• [Passage]

The snowflake schema is a method of storing data in a relational database. This schema presents a core table, where main data about yeast and human genes are stored. The core table is connected to many external tables, where auxiliary data about genes, proteins and models are stored. The external tables are all linked to the core table by a 'one-to-one' or 'one-to-n' relationship through the specific identification number (ID) for genes and proteins. The snowflake schema has been chosen in order to facilitate the automatic data insertion and the automatic updating of the database content. The automatic updating system has been realized through a pipeline that automatically performs the queries to the public databases in order to import new data into the database.
The database administrator can update the database content by gene name through the web interface and he can also verify the status of the updating pipeline through messages which can be read directly on the web interface When a new entry is inserted in the core table, all the external tables will be updated in cascade, while when a new entry is inserted in one of the external table no inward updating occurs. As a result all tables of the database are updated according to the infrastructure which is designed for automated data integration.
Systems biology-oriented database section
A specific section of Cell Cycle Database has been created to store yeast and mammalian cell cycle models published in recent literature and based on linear and nonlinear differential equations systems. In order to achieve complex behaviours, like oscillations, and to fit experimental data, these models often use algebraic relations, delays and events.
As the primary data source we consider the BioModels Database  from which we collect the mathematical model specifically developed for yeast and mammalian cell cycles. We also integrate other published models, which are not stored in the BioModels Database, manually retrieving them from literature or from the CellML repository . Cell Cycle Database contains the literature information related to each model, the input for the simulation software and the XML file coded with SBML specifications. We choose SBML since it is an internationally supported and widely used language for metabolic networks, cell-signalling pathways, regulatory networks, and many other biological pathways. However there are published cell cycle models not yet implemented in SBML: for this reason some SBML models included in the database are manually generated using the JigCell Model Builder software , a model editor which allows the construction of biochemical reaction networks in SBML format, and are validated using the Systems Biology Workbench SBML validator. Mathematical formulas within the SBML models are expressed using Mathematical Markup Language (MathML or MML) .

• [Parts of the exercise]
(1) In the passage on Cell Cycle Database, what is named as the primary data source for the mathematical models?
(2) Does each statement agree with the passage on Cell Cycle Database? Answer yes or no for each, quoting the deciding words.
(a) Inserting a new entry in an external table triggers an update of the core table.
(b) The external tables are linked to the core table through identification numbers for genes and proteins.
(c) Some SBML models in the database are validated with the Systems Biology Workbench SBML validator.
(3) Retype the passage on Cell Cycle Database from "The database administrator" up to and including "automated data integration.".
The data that comes next is separate material, unrelated to the passage on Cell Cycle Database.

Data entries:
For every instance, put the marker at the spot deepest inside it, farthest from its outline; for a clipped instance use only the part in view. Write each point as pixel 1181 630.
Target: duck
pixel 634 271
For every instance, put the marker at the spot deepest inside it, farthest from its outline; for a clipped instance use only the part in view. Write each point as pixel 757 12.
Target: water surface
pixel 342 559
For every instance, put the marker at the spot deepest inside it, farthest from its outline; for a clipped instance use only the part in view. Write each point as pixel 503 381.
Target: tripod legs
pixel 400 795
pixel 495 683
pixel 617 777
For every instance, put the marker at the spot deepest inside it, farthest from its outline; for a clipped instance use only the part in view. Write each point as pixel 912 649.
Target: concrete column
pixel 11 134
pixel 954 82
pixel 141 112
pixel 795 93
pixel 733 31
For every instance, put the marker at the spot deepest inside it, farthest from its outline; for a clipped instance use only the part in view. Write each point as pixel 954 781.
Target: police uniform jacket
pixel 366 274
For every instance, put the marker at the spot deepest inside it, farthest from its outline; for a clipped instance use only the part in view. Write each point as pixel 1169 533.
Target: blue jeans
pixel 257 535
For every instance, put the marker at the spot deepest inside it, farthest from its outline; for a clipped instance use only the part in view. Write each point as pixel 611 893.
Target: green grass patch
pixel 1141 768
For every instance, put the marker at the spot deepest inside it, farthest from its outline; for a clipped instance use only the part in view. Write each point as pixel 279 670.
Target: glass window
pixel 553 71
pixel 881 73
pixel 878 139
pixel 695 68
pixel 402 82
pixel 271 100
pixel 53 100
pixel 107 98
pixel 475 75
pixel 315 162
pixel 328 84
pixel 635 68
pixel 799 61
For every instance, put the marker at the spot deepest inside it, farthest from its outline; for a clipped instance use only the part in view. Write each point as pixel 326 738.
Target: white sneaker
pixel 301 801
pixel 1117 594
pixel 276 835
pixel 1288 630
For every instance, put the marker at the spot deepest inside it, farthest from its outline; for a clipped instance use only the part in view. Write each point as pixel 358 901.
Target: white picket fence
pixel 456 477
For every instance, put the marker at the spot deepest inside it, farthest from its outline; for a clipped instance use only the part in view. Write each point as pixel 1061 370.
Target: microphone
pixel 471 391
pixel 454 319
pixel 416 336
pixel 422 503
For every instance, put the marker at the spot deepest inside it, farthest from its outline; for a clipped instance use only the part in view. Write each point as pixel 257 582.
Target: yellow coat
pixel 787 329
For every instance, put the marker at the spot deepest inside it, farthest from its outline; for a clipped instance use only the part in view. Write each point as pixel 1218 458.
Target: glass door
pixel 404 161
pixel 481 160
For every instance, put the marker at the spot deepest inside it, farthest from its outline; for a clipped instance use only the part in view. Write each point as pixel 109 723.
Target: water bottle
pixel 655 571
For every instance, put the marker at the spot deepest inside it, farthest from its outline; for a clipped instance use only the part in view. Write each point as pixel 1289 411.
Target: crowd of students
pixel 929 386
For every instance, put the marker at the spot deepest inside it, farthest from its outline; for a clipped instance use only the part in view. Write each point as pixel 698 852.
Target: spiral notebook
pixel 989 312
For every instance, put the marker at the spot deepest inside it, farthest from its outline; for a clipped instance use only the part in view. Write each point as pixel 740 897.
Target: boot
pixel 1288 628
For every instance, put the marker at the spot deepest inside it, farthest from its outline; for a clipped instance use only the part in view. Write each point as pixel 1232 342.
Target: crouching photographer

• [Activity answers]
(1) The BioModels Database.

(2)
(a) No: "when a new entry is inserted in one of the external table no inward updating occurs"
(b) Yes: "through the specific identification number (ID) for genes and proteins"
(c) Yes: "are validated using the Systems Biology Workbench SBML validator"

(3)
The database administrator can update the database content by gene name through the web interface and he can also verify the status of the updating pipeline through messages which can be read directly on the web interface When a new entry is inserted in the core table, all the external tables will be updated in cascade, while when a new entry is inserted in one of the external table no inward updating occurs. As a result all tables of the database are updated according to the infrastructure which is designed for automated data integration.